EXTRACT TO READ »

● ● ●

# HP's new Laptop dv6-6140tx NO INFO on any site !!!!!!!



## fz8975 (Jun 30, 2011)

*HP dv6-6140tx discussion thread*

I saw this model (dv6-6140tx)in a magazine of croma that came with the newspaper.....

pdf of that on the croma web-site

*www.cromaretail.com/special-offers/emag-june-2011/gujarat/pg5.pdf


I googled it but no information is given on any website .. . . . .

is this a printing mistake by croma ??

I want to know which GPU it has ...

pls help...
----------------------------------------------------------------
laptop is released by hp only for croma...its specs are now available on HP's site....post queries if you have regarding this laptop . . .you can also post in the 6017,6121,6140 thread . .(by rachitboom2)


----------



## randomuser111 (Jul 2, 2011)

I am pretty sure that was some kind of an error.


----------



## pranav0091 (Jul 7, 2011)

this one doesnt have an i7 but you might want to check out the dv4 3016tx at about 44k


----------



## arsenalfan001 (Jul 9, 2011)

I have checked the model at croma, kormangla,bangalore. It has i7, 4 gb ram and 1gb ddr5 6770m.


----------



## Scientia Wiz (Jul 9, 2011)

it donot have i7 processor !


----------



## arsenalfan001 (Jul 9, 2011)

● ● ●

Bounding box annotation entries:
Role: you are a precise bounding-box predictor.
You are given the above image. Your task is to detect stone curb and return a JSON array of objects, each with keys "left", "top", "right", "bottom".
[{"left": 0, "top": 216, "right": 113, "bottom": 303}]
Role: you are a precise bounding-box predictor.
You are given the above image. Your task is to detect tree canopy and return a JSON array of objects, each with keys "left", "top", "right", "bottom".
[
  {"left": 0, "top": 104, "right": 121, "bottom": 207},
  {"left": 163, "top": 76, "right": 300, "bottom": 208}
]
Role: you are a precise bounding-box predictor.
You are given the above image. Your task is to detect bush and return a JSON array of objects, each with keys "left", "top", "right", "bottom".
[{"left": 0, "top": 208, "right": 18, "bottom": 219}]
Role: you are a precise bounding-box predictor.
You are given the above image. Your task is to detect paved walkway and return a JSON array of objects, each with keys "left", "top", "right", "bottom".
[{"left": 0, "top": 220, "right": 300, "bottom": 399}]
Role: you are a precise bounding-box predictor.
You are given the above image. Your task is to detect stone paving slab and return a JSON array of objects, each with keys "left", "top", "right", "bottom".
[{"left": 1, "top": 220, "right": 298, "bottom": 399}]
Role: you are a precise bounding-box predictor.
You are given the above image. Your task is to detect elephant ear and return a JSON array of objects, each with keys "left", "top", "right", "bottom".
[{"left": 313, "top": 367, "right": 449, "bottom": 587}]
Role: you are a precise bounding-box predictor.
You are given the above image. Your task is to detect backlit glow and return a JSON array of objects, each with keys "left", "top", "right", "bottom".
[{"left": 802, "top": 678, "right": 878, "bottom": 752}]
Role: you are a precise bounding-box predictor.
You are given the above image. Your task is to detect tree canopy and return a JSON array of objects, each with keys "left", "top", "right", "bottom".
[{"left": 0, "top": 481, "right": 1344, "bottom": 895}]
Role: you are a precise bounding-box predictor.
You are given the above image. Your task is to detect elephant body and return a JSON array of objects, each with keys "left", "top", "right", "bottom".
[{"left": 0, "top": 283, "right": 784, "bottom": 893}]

● ● ●

THINGS TO DO »
**1.** Return every line of the entries that contains the word "image", treating uppercase and lowercase as different.
**2.** Go on with the forum thread about the HP dv6-6140tx laptop, picking up right after its last line.

ANSWERS TO THE EXERCISE »
**1.**
You are given the above image. Your task is to detect stone curb and return a JSON array of objects, each with keys "left", "top", "right", "bottom".
You are given the above image. Your task is to detect tree canopy and return a JSON array of objects, each with keys "left", "top", "right", "bottom".
You are given the above image. Your task is to detect bush and return a JSON array of objects, each with keys "left", "top", "right", "bottom".
You are given the above image. Your task is to detect paved walkway and return a JSON array of objects, each with keys "left", "top", "right", "bottom".
You are given the above image. Your task is to detect stone paving slab and return a JSON array of objects, each with keys "left", "top", "right", "bottom".
You are given the above image. Your task is to detect elephant ear and return a JSON array of objects, each with keys "left", "top", "right", "bottom".
You are given the above image. Your task is to detect backlit glow and return a JSON array of objects, each with keys "left", "top", "right", "bottom".
You are given the above image. Your task is to detect tree canopy and return a JSON array of objects, each with keys "left", "top", "right", "bottom".
You are given the above image. Your task is to detect elephant body and return a JSON array of objects, each with keys "left", "top", "right", "bottom".

**2.**
I have checked. It has i7 2630


----------



## pranav0091 (Jul 12, 2011)

arsenalfan001 said:


> I have checked the model at croma, kormangla,bangalore. It has i7, 4 gb ram and 1gb ddr5 6770m.



do you remember when? I mean approximately how long back?


----------



## arsenalfan001 (Jul 12, 2011)

Last saturday.


----------



## Ishu Gupta (Jul 12, 2011)

arsenalfan001 said:


> I have checked the model at croma, kormangla,bangalore. It has i7, 4 gb ram and 1gb ddr5 6770m.


That's the specs for 6017TX.
52k


----------



## pranav0091 (Jul 12, 2011)

damn.. I should have checked chroma... Oh.. Damnit... 

I wanted to buy a 6017. Ended up buyin a dv4 3016tx...

I had checked chroma's site. Horrible design.. And decided their store wasn't worth checkin out..


----------



## arsenalfan001 (Jul 12, 2011)

6140 has the same specs. But comes with win7 home basic. I dnt knw any other difference


----------



## fz8975 (Jul 17, 2011)

hey aresenalfan which laptop You are gonna buy ??

one more question   
Will you buy Dell or HP ???


----------



## arsenalfan001 (Jul 17, 2011)

I am looking for 6017, but it is not available. I do not want 6121 as I know there are some problems with the graphics card.
Dell, no, mainly because of the crap GPU. Will wait for a month or two.


----------



## fz8975 (Jul 18, 2011)

I had the same problem ... so i was thinking of buying dell
But no escape 6017 is not available anywhere.....6121 is the only option ...

What after a month or two ??
Waiting for new model OR hoping that 6121 gets updates on its problems ...?????


----------



## Ishu Gupta (Jul 18, 2011)

fz8975 said:


> Waiting for new model OR hoping that 6121 gets updates on its problems ...?????



All new models will have the same design as the 6121. IMO you won't even be bothered by the issues.
Do you use Adobe CS5 or play minecraft?


----------



## fz8975 (Jul 18, 2011)

no i don't use both of them ....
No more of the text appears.